#### Data for processing:
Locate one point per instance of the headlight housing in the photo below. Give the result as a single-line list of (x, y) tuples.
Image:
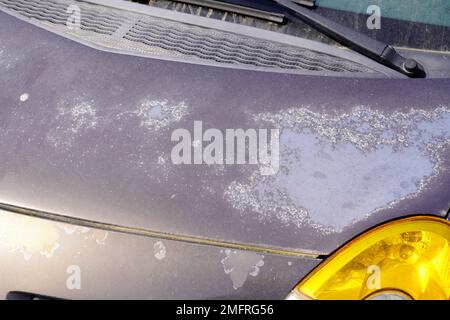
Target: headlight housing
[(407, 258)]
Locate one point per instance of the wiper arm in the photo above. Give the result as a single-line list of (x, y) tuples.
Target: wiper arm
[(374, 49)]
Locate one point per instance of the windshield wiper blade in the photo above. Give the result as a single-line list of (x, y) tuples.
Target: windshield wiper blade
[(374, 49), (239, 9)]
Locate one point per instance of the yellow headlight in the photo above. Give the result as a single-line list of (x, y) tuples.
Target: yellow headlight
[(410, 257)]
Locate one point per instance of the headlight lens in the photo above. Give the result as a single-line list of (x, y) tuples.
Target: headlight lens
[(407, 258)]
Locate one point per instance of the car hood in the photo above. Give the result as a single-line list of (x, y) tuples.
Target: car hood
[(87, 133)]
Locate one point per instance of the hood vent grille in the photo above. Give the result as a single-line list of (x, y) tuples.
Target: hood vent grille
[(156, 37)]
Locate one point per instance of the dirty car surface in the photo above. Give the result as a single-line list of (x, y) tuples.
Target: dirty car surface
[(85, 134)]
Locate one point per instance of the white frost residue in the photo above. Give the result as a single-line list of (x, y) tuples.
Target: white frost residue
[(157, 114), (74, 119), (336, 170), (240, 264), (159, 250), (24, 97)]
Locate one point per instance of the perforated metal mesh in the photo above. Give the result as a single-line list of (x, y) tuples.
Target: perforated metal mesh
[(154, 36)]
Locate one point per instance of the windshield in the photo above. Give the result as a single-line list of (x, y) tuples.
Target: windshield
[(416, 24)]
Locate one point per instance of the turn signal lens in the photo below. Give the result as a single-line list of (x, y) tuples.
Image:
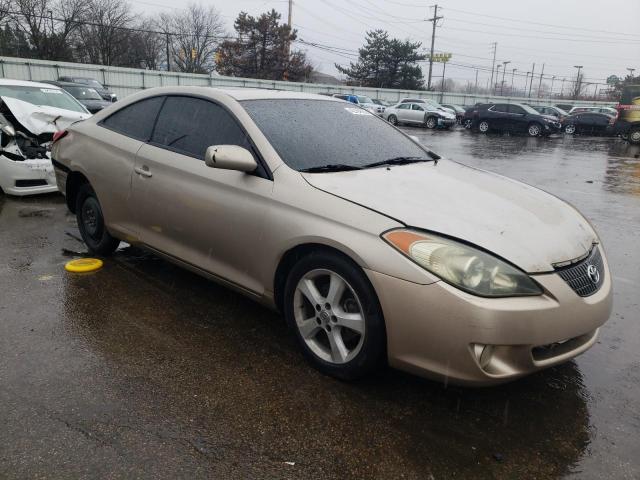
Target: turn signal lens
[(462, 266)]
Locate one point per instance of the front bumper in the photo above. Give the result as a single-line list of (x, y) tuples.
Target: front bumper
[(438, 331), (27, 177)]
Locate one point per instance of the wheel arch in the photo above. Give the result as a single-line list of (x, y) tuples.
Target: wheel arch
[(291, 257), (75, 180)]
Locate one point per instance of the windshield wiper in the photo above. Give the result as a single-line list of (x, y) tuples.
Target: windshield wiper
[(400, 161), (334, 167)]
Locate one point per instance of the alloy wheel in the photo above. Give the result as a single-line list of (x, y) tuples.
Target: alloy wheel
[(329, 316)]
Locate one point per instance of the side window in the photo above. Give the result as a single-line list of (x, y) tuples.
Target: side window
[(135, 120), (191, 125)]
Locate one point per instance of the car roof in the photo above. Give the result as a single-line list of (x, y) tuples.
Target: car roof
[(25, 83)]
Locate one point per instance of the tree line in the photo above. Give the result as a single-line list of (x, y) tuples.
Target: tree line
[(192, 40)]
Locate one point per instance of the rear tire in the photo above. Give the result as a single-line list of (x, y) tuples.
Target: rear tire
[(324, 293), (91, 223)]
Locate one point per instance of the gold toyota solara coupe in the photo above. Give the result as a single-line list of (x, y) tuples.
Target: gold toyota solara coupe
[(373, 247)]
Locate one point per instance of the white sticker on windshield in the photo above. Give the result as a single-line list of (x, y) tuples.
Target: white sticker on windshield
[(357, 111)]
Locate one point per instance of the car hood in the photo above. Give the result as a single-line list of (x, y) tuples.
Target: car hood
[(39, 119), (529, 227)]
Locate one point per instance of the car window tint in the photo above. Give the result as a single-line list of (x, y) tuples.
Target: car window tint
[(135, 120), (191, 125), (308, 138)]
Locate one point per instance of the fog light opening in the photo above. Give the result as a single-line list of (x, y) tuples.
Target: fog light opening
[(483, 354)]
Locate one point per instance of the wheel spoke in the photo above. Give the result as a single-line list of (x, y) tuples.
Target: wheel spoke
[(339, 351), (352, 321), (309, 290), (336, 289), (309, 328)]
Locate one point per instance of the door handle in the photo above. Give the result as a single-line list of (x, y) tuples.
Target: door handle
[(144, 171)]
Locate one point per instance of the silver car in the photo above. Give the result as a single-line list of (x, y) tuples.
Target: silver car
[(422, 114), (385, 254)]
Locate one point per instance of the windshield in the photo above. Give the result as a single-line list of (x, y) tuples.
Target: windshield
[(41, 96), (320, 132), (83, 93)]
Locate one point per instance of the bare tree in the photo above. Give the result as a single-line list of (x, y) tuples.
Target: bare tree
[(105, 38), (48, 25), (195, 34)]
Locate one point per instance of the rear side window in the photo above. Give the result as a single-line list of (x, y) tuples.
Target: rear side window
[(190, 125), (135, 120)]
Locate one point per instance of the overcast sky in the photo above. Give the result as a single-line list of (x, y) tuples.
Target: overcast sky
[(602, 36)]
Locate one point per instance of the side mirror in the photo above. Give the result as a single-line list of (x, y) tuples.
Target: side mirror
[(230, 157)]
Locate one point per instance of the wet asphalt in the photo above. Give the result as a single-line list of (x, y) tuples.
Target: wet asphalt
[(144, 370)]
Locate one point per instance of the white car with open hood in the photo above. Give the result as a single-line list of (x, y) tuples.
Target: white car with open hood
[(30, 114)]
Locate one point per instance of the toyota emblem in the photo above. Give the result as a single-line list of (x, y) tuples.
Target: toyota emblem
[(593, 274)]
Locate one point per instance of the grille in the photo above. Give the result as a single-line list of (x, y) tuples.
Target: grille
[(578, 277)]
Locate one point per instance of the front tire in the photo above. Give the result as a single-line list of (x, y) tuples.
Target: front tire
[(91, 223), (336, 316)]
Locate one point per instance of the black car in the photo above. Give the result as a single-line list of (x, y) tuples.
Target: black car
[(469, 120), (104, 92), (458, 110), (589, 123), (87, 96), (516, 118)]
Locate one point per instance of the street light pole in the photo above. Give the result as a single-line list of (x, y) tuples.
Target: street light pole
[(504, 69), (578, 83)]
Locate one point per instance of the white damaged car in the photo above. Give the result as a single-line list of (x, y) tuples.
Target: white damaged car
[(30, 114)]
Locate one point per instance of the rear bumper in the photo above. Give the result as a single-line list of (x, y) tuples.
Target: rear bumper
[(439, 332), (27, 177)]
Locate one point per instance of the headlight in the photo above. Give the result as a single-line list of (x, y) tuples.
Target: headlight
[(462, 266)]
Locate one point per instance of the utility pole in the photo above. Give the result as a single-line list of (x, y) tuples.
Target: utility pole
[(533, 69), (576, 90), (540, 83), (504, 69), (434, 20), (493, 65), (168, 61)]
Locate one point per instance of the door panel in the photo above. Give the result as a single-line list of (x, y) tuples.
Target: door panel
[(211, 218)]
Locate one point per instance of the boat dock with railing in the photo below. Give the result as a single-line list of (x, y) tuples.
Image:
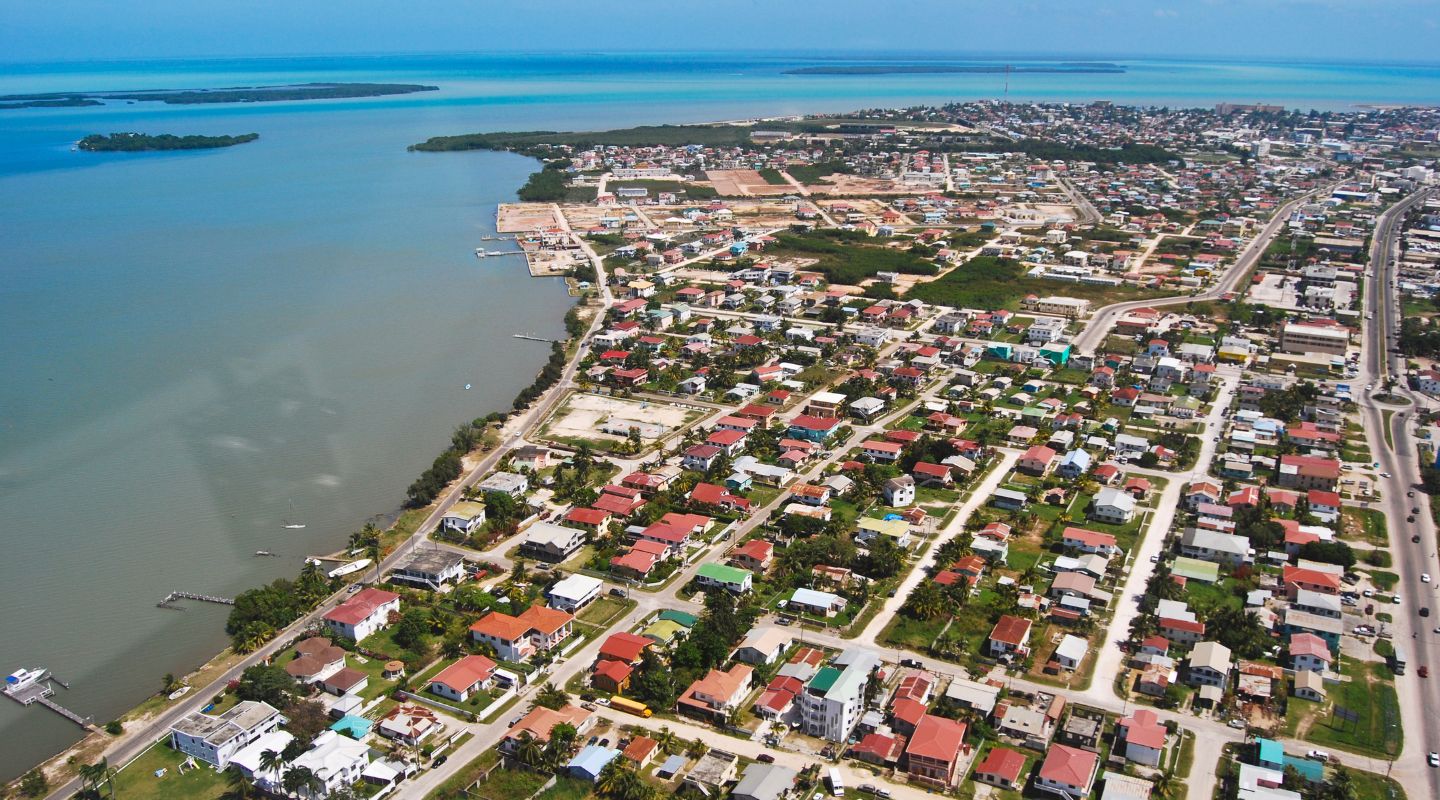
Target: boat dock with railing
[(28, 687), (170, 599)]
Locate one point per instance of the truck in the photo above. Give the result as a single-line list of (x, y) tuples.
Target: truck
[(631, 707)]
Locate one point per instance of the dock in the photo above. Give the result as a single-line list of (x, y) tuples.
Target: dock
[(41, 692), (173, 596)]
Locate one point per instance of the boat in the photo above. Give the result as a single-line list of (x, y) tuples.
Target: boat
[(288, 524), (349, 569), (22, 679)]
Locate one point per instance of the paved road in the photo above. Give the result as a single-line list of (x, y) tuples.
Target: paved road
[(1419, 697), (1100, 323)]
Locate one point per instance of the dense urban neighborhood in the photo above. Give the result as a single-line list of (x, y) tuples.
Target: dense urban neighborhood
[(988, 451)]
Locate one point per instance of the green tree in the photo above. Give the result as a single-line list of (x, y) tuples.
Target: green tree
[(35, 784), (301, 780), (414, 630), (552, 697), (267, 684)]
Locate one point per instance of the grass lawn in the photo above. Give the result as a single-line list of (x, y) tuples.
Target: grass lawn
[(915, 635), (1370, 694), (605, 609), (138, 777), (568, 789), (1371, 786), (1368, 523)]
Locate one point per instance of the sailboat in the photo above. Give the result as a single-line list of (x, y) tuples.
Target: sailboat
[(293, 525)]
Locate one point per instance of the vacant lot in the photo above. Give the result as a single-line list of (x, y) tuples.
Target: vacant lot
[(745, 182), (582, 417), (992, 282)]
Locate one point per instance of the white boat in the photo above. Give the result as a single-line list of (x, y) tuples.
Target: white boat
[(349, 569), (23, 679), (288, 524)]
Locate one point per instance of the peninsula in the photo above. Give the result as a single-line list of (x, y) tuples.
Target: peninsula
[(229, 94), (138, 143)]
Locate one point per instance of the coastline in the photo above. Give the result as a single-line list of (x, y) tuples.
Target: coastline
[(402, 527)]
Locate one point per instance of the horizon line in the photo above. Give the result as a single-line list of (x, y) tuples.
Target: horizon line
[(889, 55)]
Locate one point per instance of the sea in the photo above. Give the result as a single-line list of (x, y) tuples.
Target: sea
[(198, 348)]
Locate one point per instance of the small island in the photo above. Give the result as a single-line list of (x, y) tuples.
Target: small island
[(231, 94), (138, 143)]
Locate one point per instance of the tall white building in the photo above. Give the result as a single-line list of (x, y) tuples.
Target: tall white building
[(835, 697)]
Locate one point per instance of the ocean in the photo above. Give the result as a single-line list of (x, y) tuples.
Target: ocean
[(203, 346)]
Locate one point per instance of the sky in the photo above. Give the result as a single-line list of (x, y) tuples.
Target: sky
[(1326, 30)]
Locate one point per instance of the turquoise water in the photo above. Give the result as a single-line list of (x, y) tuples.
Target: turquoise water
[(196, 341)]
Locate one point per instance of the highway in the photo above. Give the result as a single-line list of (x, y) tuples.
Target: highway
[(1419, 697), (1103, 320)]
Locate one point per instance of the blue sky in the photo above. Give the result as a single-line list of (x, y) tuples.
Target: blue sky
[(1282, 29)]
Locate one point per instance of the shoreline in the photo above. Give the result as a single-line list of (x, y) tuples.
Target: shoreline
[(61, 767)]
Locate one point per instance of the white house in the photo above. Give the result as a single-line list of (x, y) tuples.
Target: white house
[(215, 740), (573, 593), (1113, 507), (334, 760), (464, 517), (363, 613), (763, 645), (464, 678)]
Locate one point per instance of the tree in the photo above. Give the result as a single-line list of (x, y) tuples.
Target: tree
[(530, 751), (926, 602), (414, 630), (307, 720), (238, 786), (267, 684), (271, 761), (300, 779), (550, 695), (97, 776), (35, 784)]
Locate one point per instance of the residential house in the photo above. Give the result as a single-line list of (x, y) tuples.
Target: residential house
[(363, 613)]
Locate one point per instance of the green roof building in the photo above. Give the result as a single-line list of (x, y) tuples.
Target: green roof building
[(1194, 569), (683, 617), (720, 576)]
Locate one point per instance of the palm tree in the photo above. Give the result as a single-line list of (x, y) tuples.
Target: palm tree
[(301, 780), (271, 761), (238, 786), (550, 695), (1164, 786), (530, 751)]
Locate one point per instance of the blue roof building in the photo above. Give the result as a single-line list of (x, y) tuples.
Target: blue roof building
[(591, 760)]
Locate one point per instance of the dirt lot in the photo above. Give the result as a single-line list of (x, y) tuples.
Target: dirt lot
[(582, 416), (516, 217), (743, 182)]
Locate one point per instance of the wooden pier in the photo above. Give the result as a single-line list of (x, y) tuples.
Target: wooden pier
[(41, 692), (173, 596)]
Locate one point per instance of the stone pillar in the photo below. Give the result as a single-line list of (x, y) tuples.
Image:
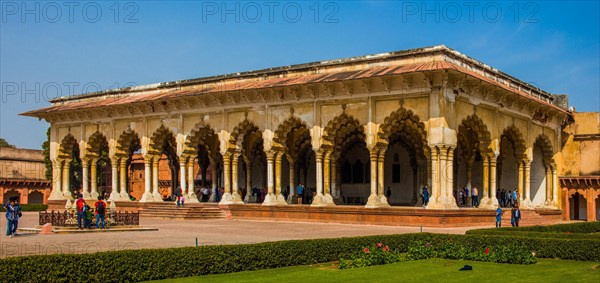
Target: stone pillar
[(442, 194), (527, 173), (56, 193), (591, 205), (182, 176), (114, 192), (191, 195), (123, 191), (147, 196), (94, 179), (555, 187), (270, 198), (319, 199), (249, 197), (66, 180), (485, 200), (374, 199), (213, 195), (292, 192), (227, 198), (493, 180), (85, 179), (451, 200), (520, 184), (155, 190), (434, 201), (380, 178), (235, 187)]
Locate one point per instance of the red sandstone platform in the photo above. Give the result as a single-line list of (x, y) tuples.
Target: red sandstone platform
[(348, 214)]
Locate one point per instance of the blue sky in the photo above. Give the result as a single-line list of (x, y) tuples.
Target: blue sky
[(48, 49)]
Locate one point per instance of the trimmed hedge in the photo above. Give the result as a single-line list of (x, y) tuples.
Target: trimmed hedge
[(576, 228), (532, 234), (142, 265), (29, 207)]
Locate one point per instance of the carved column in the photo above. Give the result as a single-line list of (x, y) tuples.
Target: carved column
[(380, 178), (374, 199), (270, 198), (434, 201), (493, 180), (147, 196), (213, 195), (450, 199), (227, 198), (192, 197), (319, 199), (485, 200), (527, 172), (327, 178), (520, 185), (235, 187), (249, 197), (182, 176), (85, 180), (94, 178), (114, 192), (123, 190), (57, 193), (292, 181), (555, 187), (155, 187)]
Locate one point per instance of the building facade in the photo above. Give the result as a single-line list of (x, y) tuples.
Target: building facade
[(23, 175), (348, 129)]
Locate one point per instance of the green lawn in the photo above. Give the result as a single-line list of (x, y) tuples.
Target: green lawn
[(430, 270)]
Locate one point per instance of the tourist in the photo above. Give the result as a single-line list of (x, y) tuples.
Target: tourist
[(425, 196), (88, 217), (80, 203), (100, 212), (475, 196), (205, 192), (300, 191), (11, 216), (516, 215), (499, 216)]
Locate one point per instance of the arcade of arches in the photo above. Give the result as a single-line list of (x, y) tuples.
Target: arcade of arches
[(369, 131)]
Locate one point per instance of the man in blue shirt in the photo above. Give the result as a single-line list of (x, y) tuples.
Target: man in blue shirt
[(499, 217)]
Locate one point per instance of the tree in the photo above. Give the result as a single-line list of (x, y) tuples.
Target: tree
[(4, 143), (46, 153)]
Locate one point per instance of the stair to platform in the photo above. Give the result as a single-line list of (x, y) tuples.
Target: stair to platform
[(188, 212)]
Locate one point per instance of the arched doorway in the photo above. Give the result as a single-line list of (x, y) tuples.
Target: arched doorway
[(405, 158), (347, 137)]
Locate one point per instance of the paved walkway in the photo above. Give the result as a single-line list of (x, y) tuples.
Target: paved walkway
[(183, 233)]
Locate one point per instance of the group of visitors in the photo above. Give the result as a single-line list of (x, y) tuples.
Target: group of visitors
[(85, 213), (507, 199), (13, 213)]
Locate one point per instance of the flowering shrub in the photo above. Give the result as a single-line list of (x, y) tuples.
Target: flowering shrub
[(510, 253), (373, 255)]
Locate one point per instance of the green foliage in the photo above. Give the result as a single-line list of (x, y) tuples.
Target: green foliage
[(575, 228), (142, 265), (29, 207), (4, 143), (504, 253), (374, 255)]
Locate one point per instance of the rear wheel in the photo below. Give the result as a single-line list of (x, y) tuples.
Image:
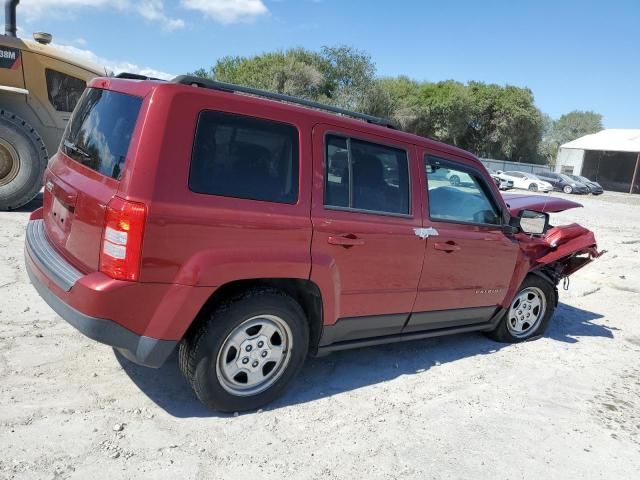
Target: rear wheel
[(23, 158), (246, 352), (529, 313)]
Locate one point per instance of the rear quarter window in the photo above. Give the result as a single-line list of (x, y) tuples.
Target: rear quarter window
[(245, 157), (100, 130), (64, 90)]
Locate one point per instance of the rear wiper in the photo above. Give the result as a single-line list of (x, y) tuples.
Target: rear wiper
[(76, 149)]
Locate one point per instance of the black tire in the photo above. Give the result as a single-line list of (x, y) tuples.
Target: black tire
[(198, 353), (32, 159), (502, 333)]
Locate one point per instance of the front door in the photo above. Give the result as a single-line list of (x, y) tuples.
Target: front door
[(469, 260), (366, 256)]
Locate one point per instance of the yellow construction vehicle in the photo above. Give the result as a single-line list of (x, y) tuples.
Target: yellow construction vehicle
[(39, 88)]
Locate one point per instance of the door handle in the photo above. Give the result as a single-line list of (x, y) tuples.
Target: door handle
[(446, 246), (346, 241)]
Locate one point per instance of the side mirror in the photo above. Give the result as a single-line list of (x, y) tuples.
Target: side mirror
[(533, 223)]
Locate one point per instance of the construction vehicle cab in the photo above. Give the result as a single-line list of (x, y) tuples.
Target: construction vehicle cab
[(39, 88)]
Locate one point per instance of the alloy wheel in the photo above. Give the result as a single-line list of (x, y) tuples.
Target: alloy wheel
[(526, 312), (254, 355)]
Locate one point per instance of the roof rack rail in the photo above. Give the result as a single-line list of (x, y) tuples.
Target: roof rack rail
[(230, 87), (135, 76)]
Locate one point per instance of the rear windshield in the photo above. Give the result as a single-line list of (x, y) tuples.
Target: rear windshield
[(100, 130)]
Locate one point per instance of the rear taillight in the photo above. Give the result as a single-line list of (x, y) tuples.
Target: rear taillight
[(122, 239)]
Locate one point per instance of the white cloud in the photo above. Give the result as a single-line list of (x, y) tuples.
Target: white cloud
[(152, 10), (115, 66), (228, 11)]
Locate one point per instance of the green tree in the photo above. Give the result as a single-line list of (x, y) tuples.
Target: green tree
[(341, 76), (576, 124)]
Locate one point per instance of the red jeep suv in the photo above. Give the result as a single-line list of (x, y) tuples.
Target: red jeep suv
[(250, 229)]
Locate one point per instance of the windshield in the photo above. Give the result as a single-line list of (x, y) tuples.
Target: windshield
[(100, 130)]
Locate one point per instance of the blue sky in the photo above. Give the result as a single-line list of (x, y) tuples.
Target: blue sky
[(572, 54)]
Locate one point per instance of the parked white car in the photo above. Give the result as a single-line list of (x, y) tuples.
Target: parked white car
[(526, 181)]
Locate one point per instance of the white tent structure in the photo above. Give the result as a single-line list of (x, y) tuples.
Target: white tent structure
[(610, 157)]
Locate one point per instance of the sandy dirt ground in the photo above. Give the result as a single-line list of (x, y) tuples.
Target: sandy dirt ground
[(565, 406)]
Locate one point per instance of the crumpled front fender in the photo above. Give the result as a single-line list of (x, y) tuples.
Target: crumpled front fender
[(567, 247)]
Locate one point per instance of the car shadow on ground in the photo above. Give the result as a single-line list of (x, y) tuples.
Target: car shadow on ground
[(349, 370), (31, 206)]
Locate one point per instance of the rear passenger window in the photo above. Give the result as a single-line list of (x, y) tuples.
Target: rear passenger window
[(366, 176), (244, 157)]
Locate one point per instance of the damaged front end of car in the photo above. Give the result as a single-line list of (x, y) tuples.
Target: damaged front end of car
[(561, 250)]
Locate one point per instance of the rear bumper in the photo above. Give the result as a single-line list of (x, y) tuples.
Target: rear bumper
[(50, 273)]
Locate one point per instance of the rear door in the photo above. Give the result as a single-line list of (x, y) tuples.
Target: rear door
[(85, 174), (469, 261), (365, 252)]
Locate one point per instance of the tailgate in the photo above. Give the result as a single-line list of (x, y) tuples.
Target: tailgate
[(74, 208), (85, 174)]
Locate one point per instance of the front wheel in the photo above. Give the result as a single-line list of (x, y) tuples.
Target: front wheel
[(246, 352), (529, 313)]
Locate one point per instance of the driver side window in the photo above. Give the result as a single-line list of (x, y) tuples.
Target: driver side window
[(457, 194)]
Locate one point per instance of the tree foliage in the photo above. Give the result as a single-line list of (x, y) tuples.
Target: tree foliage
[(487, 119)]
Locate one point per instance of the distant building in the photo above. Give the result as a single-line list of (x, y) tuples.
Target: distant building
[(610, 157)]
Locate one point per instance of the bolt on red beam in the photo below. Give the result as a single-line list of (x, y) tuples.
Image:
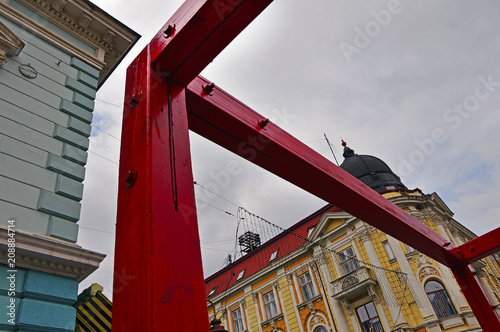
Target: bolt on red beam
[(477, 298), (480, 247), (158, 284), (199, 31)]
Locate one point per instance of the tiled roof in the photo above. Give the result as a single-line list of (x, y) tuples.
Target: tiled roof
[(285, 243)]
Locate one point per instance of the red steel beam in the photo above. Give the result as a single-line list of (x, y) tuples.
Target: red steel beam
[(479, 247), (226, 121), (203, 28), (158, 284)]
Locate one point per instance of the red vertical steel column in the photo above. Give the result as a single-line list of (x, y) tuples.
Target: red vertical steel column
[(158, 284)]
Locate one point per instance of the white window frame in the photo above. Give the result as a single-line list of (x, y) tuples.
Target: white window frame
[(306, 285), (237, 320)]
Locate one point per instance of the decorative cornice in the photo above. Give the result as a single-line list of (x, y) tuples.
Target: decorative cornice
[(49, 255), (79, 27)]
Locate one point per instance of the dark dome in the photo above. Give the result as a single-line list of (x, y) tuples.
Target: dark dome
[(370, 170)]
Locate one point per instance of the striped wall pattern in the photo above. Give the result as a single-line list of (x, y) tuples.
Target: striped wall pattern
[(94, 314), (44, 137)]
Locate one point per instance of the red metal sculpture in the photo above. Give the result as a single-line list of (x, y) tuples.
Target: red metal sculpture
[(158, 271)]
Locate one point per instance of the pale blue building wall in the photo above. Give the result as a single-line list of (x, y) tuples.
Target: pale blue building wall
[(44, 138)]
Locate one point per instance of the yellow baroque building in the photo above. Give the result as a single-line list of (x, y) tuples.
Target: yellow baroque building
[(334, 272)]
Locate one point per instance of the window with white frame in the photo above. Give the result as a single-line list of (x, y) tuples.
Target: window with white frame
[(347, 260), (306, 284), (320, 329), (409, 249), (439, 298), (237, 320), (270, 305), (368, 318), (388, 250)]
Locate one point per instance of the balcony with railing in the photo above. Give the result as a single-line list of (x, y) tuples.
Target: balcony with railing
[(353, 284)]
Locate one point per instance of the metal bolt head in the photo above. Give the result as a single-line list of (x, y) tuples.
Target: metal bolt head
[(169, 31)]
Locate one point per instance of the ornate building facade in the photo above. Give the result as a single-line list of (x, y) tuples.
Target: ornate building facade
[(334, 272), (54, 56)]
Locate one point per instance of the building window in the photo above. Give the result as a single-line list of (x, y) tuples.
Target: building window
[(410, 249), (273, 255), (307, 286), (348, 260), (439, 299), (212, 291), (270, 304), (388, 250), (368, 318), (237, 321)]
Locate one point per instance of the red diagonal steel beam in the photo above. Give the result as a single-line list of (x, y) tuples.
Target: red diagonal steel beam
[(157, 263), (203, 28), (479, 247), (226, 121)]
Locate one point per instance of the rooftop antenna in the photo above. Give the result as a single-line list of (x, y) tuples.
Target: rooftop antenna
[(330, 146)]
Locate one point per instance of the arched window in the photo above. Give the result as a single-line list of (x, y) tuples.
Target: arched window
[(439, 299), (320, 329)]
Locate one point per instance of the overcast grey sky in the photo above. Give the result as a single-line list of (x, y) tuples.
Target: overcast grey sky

#### Brief:
Where does the string "grey" occur in the data above? Copy every line that holds it.

#### Result below:
Locate one point per instance of the overcast grey sky in the photo above. Give the result as a single-line list of (x, y) tuples.
Target: overcast grey sky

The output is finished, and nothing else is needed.